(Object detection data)
***

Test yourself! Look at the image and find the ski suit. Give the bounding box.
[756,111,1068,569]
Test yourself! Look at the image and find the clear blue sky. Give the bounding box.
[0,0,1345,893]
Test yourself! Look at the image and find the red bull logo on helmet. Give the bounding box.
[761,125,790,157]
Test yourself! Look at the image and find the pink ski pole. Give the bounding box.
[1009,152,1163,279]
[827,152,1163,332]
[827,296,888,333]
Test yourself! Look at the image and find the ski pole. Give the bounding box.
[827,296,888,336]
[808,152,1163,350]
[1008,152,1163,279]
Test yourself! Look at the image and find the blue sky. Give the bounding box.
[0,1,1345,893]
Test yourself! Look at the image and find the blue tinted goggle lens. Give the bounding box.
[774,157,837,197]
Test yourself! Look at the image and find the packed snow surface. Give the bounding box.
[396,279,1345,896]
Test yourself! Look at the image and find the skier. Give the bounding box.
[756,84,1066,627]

***

To do
Copy out all of the entries above word for word, with no changes.

Task output
Test yourself! Look at the image and find the ski suit. Give the bounding box.
[756,111,1068,569]
Test yourself! Look at the image and find the clear blue sky. Give the bounding box.
[0,0,1345,893]
Test yourself! Look at the image and find the red bull logo on helmet. Give the bounding box.
[761,125,790,157]
Test yourself! Look at the image and find the pink ski pole. Give the bounding box.
[1009,152,1163,279]
[827,152,1163,332]
[827,296,888,333]
Test yourself! Look at the image and find the ski pole. Give the bounding box.
[827,296,888,336]
[808,152,1163,350]
[1008,152,1163,279]
Test yourself! Look at the image and find the blue sky. Give the bounding box.
[0,1,1345,893]
Test yourself! Look at the image and find the blue tinted goggle lens. Give the bounding box.
[774,157,837,197]
Test yourself! Look at the image and find the packed snow surface. Give the bounding box.
[396,279,1345,896]
Test yourself! Look at the image and find the skier. Give the bounding box.
[756,84,1066,627]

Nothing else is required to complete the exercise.